Data drawn from a collection:
-----

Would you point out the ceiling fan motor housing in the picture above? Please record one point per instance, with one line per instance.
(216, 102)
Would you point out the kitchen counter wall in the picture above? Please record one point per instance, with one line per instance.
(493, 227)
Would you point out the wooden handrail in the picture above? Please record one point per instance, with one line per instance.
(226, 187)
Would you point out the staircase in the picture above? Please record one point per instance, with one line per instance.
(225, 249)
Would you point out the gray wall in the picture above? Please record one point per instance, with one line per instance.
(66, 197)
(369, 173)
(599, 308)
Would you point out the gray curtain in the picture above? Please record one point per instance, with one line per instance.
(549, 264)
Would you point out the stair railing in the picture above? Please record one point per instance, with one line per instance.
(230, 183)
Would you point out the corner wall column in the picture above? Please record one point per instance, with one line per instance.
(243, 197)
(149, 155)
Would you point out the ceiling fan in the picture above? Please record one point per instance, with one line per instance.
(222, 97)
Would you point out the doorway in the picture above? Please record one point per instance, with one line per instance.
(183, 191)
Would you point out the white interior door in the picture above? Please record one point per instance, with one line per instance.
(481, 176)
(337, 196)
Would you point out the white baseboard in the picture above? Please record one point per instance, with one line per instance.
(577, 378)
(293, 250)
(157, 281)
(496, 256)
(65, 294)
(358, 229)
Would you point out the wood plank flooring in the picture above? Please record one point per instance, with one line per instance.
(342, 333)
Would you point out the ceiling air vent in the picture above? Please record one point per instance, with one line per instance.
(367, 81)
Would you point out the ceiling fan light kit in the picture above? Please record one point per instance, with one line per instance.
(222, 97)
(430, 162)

-----

__EXERCISE INSTRUCTIONS__
Print all of the rows above again without changing a single character.

__WRITTEN ANSWER__
Would you point out the ceiling fan motor housing in the picture above? Please record one point per instance, with one line per instance.
(216, 102)
Would you point out the kitchen counter wall in the picture above? Please record one point per instance, with one line per instance.
(493, 227)
Would you point out the wooden handrail in the picture above? Please record one point per instance, with one line per instance.
(226, 187)
Would you point out the staircase in the picture above? Please record one point per instance, with one line per instance.
(225, 249)
Would you point out the gray wall in the picture above? Please record one point per instance, with one line per instance.
(66, 197)
(369, 173)
(599, 308)
Would you point out the gray curtain in the picture above? Please record one point per instance, with one line per instance.
(549, 264)
Would you point out the stair railing in the picture above? Please record one point per instance, with one line per instance.
(230, 183)
Would you point out the corner wall column in the picture above? Please record one point per instance, with one line per instance.
(243, 197)
(149, 155)
Would you point out the ceiling fan in the picture above? Please record one point per instance, with one line per instance.
(222, 97)
Would you point out the doorway in the picture above? Please record one point per instance, with one line per instance.
(183, 191)
Would you point out the white interior door in the picture above? Please record one point per instance, with one line per instance.
(481, 176)
(337, 196)
Would you point out the white baseboard in the picture above? Please record one point per instance, with one line per instance.
(577, 378)
(293, 250)
(157, 281)
(496, 256)
(65, 294)
(358, 229)
Would you point out the wood plank flooring in the picture above? Please record one point per instance, with one line per instance.
(342, 333)
Would you point out the ceiling air vent in the picture above? Please record one point per instance, with one line per instance.
(367, 81)
Would you point out the ceiling fan light kit in the picture above? Please record one point per instance, with one line per instance.
(222, 97)
(430, 162)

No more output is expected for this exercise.